#### Data provided:
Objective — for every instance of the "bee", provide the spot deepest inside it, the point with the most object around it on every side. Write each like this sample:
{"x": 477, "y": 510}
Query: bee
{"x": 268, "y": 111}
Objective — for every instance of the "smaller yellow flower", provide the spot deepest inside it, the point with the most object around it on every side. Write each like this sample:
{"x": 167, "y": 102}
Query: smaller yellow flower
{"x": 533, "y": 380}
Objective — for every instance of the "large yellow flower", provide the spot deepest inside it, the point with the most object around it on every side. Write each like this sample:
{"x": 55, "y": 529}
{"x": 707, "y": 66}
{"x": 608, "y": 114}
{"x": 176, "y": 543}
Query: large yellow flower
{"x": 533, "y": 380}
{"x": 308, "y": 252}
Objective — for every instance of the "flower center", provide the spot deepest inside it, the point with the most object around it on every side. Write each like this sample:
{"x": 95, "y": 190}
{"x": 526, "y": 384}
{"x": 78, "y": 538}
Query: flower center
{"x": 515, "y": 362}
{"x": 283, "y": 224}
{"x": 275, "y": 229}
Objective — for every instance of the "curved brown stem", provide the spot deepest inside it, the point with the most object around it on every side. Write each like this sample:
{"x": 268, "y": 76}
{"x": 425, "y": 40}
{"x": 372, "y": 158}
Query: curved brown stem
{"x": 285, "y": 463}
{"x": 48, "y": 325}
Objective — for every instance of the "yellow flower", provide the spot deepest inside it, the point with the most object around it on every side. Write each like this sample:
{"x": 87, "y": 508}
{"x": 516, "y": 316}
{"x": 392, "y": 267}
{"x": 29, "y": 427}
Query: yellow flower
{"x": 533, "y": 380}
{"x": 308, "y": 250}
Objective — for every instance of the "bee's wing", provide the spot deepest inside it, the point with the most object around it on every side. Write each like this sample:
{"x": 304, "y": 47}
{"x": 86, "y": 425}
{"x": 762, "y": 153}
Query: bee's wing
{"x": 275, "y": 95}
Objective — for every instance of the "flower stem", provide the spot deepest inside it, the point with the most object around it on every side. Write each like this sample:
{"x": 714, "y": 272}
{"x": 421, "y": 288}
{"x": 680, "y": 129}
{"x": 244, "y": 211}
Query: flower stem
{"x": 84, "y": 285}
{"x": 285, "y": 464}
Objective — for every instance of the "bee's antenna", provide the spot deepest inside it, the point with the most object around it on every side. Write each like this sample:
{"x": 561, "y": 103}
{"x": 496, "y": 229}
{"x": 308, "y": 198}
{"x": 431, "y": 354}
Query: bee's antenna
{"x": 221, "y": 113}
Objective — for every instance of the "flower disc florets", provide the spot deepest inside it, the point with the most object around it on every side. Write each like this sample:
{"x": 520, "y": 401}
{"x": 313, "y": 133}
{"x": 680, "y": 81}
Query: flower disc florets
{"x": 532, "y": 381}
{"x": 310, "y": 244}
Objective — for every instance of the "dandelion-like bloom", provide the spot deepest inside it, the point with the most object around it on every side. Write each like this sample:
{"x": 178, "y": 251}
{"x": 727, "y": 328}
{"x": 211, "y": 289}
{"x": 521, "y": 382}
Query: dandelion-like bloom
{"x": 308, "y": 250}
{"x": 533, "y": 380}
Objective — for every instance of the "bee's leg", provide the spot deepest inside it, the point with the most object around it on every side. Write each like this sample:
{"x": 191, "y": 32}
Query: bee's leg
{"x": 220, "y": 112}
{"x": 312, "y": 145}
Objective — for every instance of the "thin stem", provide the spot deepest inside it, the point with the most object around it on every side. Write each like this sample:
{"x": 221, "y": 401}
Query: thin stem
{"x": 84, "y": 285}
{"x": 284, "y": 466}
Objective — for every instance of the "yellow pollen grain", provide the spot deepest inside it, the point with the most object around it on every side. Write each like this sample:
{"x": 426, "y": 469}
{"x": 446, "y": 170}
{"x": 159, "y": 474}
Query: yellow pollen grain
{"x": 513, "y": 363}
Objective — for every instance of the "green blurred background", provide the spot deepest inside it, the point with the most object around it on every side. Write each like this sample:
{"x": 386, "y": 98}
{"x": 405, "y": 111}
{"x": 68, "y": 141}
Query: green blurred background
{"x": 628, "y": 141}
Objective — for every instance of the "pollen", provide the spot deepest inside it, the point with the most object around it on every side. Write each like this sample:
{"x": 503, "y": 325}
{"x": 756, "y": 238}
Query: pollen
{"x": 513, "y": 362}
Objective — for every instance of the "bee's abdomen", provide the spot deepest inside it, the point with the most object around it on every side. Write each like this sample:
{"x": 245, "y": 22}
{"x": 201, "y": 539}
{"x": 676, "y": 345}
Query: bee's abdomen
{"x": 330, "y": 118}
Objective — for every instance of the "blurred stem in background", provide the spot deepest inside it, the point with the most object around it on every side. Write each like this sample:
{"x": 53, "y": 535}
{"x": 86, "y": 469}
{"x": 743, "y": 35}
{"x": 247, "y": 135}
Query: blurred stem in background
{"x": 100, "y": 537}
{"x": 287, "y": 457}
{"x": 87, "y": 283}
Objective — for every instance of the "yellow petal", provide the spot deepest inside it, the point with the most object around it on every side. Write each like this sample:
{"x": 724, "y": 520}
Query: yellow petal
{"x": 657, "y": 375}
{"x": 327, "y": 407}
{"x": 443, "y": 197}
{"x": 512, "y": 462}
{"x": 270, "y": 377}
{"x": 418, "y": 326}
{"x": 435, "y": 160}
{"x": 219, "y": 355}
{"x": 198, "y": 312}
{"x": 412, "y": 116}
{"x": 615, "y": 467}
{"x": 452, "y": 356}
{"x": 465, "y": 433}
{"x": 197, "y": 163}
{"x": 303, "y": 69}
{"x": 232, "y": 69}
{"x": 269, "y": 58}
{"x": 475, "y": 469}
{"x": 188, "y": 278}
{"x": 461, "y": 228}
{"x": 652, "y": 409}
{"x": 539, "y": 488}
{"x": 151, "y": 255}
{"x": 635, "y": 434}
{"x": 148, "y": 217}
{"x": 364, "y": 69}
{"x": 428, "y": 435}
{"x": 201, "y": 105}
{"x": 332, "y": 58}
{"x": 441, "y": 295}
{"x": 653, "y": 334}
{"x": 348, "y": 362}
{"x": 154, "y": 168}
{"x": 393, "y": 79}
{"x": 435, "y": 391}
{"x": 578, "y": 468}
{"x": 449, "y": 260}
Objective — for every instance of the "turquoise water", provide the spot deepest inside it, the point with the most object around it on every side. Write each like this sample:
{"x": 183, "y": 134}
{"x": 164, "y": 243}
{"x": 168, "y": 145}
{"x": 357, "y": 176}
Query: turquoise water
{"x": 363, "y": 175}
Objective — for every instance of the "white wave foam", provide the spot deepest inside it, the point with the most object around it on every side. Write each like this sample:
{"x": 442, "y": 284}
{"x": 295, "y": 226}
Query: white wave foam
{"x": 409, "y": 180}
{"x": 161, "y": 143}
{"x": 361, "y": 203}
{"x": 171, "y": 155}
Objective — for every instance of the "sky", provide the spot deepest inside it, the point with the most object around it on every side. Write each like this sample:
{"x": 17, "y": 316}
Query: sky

#### Do this:
Print the entries exactly. Include every one.

#### Answer to this exercise:
Objective — for every instance of the "bee", provide the spot deepest inside it, the point with the most object around it on every side. Write each like this sample:
{"x": 477, "y": 510}
Query: bee
{"x": 268, "y": 111}
Objective — for every instance of the "smaller yellow flower", provide the spot deepest inside it, the point with the most object around it on every side. Write each like this sample:
{"x": 167, "y": 102}
Query: smaller yellow flower
{"x": 533, "y": 380}
Objective — for every instance of the "large yellow flower", provide the spot deepest inside it, the point with the most object around it on every side. Write each like this sample:
{"x": 55, "y": 529}
{"x": 707, "y": 66}
{"x": 608, "y": 114}
{"x": 176, "y": 543}
Query: large yellow flower
{"x": 533, "y": 380}
{"x": 308, "y": 252}
Objective — for every instance of the "flower center", provide the spot deepest inside it, the point with the most object around it on every side. Write each like this sample:
{"x": 95, "y": 190}
{"x": 526, "y": 384}
{"x": 78, "y": 538}
Query: flower center
{"x": 515, "y": 362}
{"x": 283, "y": 224}
{"x": 275, "y": 229}
Objective — for every instance of the "curved brown stem", provide the spot deepest inside it, the point with the most object around it on every side. Write each like this sample:
{"x": 268, "y": 76}
{"x": 425, "y": 40}
{"x": 372, "y": 158}
Query: curved brown stem
{"x": 285, "y": 463}
{"x": 48, "y": 325}
Objective — for every instance of the "yellow flower", provide the spot deepest inside it, the point with the most object around it on every side. Write each like this sample:
{"x": 87, "y": 508}
{"x": 516, "y": 316}
{"x": 392, "y": 267}
{"x": 29, "y": 427}
Query: yellow flower
{"x": 533, "y": 380}
{"x": 308, "y": 250}
Objective — for every instance of the "bee's wing", provide the spot deepest inside it, the point with the most object around it on every side. Write each like this sample:
{"x": 304, "y": 47}
{"x": 86, "y": 425}
{"x": 762, "y": 153}
Query: bee's wing
{"x": 275, "y": 95}
Objective — for every instance of the "flower stem", provide the spot deepest inside it, the point with the most object around it on every side. Write each like this sample:
{"x": 714, "y": 272}
{"x": 421, "y": 288}
{"x": 680, "y": 129}
{"x": 244, "y": 211}
Query: flower stem
{"x": 84, "y": 285}
{"x": 285, "y": 464}
Objective — for every instance of the "bee's antenna", provide the spot deepest inside it, the point with the most object around it on every side. Write each like this sample:
{"x": 561, "y": 103}
{"x": 496, "y": 229}
{"x": 308, "y": 198}
{"x": 431, "y": 354}
Query: bee's antenna
{"x": 221, "y": 113}
Objective — for every instance of the "flower disc florets", provide the spot deepest inside it, the point with the most object around it on every side. Write each like this sample:
{"x": 520, "y": 401}
{"x": 313, "y": 133}
{"x": 680, "y": 81}
Query: flower disc florets
{"x": 532, "y": 381}
{"x": 310, "y": 244}
Objective — for every instance of the "dandelion-like bloom", provide the spot deepest inside it, the point with the most object around it on every side. Write each like this sample:
{"x": 178, "y": 251}
{"x": 727, "y": 328}
{"x": 211, "y": 289}
{"x": 521, "y": 382}
Query: dandelion-like bloom
{"x": 308, "y": 250}
{"x": 533, "y": 380}
Objective — for every instance of the "bee's leg", provide the spot deepest inside it, the point with the most object around it on every side. Write each like this sample:
{"x": 191, "y": 32}
Query: bee's leg
{"x": 220, "y": 112}
{"x": 312, "y": 145}
Objective — for every instance of the "thin stem", provide the spot deepest inside it, the point with the most object around it on every side. Write each like this sample:
{"x": 221, "y": 401}
Query: thin stem
{"x": 84, "y": 285}
{"x": 284, "y": 466}
Objective — for every instance of the "yellow pollen grain", provide the spot deepest inside it, the point with the most object around it on every side. Write each like this sample:
{"x": 426, "y": 469}
{"x": 446, "y": 170}
{"x": 159, "y": 474}
Query: yellow pollen grain
{"x": 513, "y": 363}
Objective — for every instance of the "green blurred background", provide the spot deepest inside it, the point with the most object around it on every side. Write each like this sample:
{"x": 386, "y": 98}
{"x": 405, "y": 111}
{"x": 68, "y": 141}
Query: green blurred background
{"x": 628, "y": 141}
Objective — for every instance of the "pollen", provide the spot deepest inside it, the point with the most object around it on every side. Write each like this sample:
{"x": 503, "y": 325}
{"x": 756, "y": 238}
Query: pollen
{"x": 513, "y": 362}
Objective — for every instance of the "bee's abdomen", provide the spot deepest inside it, the point with the most object around it on every side. Write each like this sample:
{"x": 245, "y": 22}
{"x": 201, "y": 539}
{"x": 676, "y": 345}
Query: bee's abdomen
{"x": 330, "y": 118}
Objective — for every instance of the "blurred stem in background", provide the spot deepest inside it, the point with the most object around it on every side. Write each like this sample:
{"x": 53, "y": 535}
{"x": 86, "y": 469}
{"x": 743, "y": 35}
{"x": 247, "y": 135}
Query: blurred stem in background
{"x": 100, "y": 537}
{"x": 287, "y": 457}
{"x": 87, "y": 283}
Objective — for every instance of the "yellow petal", provide the spot deepest inside it, the point with the most object around it on every side. Write each like this sample:
{"x": 724, "y": 520}
Query: yellow petal
{"x": 657, "y": 375}
{"x": 327, "y": 407}
{"x": 443, "y": 197}
{"x": 512, "y": 462}
{"x": 270, "y": 377}
{"x": 418, "y": 326}
{"x": 435, "y": 160}
{"x": 219, "y": 355}
{"x": 198, "y": 312}
{"x": 412, "y": 116}
{"x": 615, "y": 467}
{"x": 452, "y": 356}
{"x": 465, "y": 433}
{"x": 197, "y": 163}
{"x": 303, "y": 69}
{"x": 232, "y": 69}
{"x": 269, "y": 58}
{"x": 475, "y": 469}
{"x": 188, "y": 278}
{"x": 461, "y": 228}
{"x": 652, "y": 409}
{"x": 539, "y": 488}
{"x": 151, "y": 255}
{"x": 635, "y": 434}
{"x": 148, "y": 217}
{"x": 364, "y": 69}
{"x": 428, "y": 435}
{"x": 201, "y": 105}
{"x": 332, "y": 58}
{"x": 441, "y": 295}
{"x": 653, "y": 334}
{"x": 348, "y": 362}
{"x": 154, "y": 168}
{"x": 393, "y": 79}
{"x": 435, "y": 391}
{"x": 578, "y": 468}
{"x": 449, "y": 260}
Objective — for every instance of the "turquoise water", provide the spot deepest inside it, the point with the most object around it on every side. Write each like this sample:
{"x": 183, "y": 134}
{"x": 164, "y": 243}
{"x": 168, "y": 145}
{"x": 357, "y": 176}
Query: turquoise water
{"x": 363, "y": 175}
Objective — for every instance of the "white wave foam", provide the spot deepest inside it, the point with the most object around it on every side. Write each like this sample:
{"x": 442, "y": 284}
{"x": 295, "y": 226}
Query: white wave foam
{"x": 409, "y": 180}
{"x": 161, "y": 143}
{"x": 361, "y": 203}
{"x": 171, "y": 155}
Objective — for every instance of the "sky", provide the spot deepest inside it, the point with the most object around it on every side. Write each like this sample:
{"x": 17, "y": 316}
Query: sky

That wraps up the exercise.